--- Begin Recorded data ---

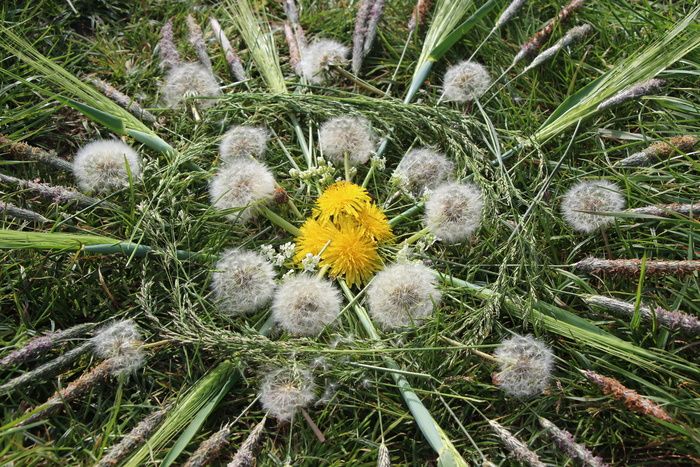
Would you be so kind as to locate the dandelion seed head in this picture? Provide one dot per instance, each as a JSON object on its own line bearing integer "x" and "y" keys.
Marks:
{"x": 286, "y": 390}
{"x": 189, "y": 79}
{"x": 525, "y": 366}
{"x": 465, "y": 82}
{"x": 403, "y": 295}
{"x": 304, "y": 305}
{"x": 421, "y": 169}
{"x": 101, "y": 166}
{"x": 317, "y": 58}
{"x": 241, "y": 183}
{"x": 585, "y": 199}
{"x": 453, "y": 211}
{"x": 244, "y": 281}
{"x": 347, "y": 135}
{"x": 243, "y": 141}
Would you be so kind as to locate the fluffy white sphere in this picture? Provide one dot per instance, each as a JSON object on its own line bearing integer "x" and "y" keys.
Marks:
{"x": 453, "y": 211}
{"x": 347, "y": 135}
{"x": 402, "y": 295}
{"x": 465, "y": 81}
{"x": 525, "y": 366}
{"x": 286, "y": 390}
{"x": 239, "y": 184}
{"x": 585, "y": 199}
{"x": 304, "y": 305}
{"x": 244, "y": 281}
{"x": 243, "y": 141}
{"x": 101, "y": 166}
{"x": 189, "y": 79}
{"x": 421, "y": 169}
{"x": 316, "y": 58}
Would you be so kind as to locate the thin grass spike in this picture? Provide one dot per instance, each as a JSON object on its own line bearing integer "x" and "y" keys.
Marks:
{"x": 631, "y": 398}
{"x": 122, "y": 99}
{"x": 136, "y": 437}
{"x": 568, "y": 444}
{"x": 633, "y": 267}
{"x": 676, "y": 320}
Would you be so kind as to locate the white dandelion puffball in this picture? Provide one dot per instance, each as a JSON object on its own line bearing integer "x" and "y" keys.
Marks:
{"x": 465, "y": 81}
{"x": 402, "y": 295}
{"x": 347, "y": 135}
{"x": 243, "y": 141}
{"x": 286, "y": 390}
{"x": 317, "y": 57}
{"x": 304, "y": 305}
{"x": 453, "y": 211}
{"x": 116, "y": 339}
{"x": 243, "y": 281}
{"x": 421, "y": 169}
{"x": 101, "y": 166}
{"x": 189, "y": 79}
{"x": 525, "y": 366}
{"x": 239, "y": 184}
{"x": 585, "y": 199}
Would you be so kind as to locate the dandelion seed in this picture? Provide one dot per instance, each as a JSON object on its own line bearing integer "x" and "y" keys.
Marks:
{"x": 642, "y": 89}
{"x": 525, "y": 366}
{"x": 631, "y": 398}
{"x": 351, "y": 136}
{"x": 101, "y": 166}
{"x": 660, "y": 150}
{"x": 584, "y": 200}
{"x": 243, "y": 282}
{"x": 421, "y": 169}
{"x": 317, "y": 58}
{"x": 403, "y": 295}
{"x": 568, "y": 444}
{"x": 189, "y": 79}
{"x": 243, "y": 141}
{"x": 465, "y": 82}
{"x": 238, "y": 185}
{"x": 517, "y": 448}
{"x": 304, "y": 305}
{"x": 453, "y": 211}
{"x": 286, "y": 390}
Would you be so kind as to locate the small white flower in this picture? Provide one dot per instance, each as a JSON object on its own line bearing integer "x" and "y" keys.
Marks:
{"x": 402, "y": 295}
{"x": 465, "y": 81}
{"x": 243, "y": 282}
{"x": 585, "y": 199}
{"x": 304, "y": 305}
{"x": 101, "y": 166}
{"x": 453, "y": 211}
{"x": 240, "y": 184}
{"x": 317, "y": 58}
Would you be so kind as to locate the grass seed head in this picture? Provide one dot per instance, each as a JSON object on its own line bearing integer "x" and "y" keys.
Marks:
{"x": 525, "y": 366}
{"x": 402, "y": 295}
{"x": 347, "y": 135}
{"x": 244, "y": 141}
{"x": 239, "y": 184}
{"x": 422, "y": 168}
{"x": 585, "y": 199}
{"x": 189, "y": 79}
{"x": 303, "y": 305}
{"x": 101, "y": 166}
{"x": 244, "y": 281}
{"x": 453, "y": 211}
{"x": 465, "y": 82}
{"x": 285, "y": 390}
{"x": 317, "y": 58}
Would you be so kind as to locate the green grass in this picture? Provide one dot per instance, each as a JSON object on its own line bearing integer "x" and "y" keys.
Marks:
{"x": 522, "y": 251}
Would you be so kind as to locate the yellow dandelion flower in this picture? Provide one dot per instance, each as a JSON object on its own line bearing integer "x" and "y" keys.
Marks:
{"x": 340, "y": 198}
{"x": 313, "y": 236}
{"x": 352, "y": 255}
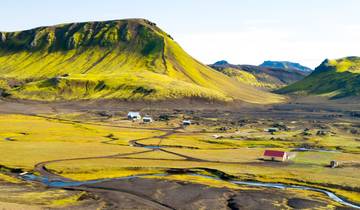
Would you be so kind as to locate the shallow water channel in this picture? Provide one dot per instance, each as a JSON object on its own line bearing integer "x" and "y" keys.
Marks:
{"x": 64, "y": 183}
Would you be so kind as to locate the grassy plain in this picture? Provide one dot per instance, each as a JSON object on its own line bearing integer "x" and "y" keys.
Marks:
{"x": 27, "y": 140}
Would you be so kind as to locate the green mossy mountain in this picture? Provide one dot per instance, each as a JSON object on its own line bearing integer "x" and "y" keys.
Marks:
{"x": 333, "y": 78}
{"x": 128, "y": 59}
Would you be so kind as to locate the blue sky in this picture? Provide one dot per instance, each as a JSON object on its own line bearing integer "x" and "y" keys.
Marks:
{"x": 240, "y": 31}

--- End Recorded data ---

• **Job**: Render the lines of the listing as a numbered list, beginning at the line that contains "Would you be so kind as to locate the blue" and ending with the final line of the listing. Leave out any blank lines.

• **Solution for this problem**:
1. Would you be so kind as to locate the blue sky in this picture? Provide one dot per instance, each as a JSON object on its own line bearing integer "x" and "y" keys.
2. Marks:
3. {"x": 240, "y": 31}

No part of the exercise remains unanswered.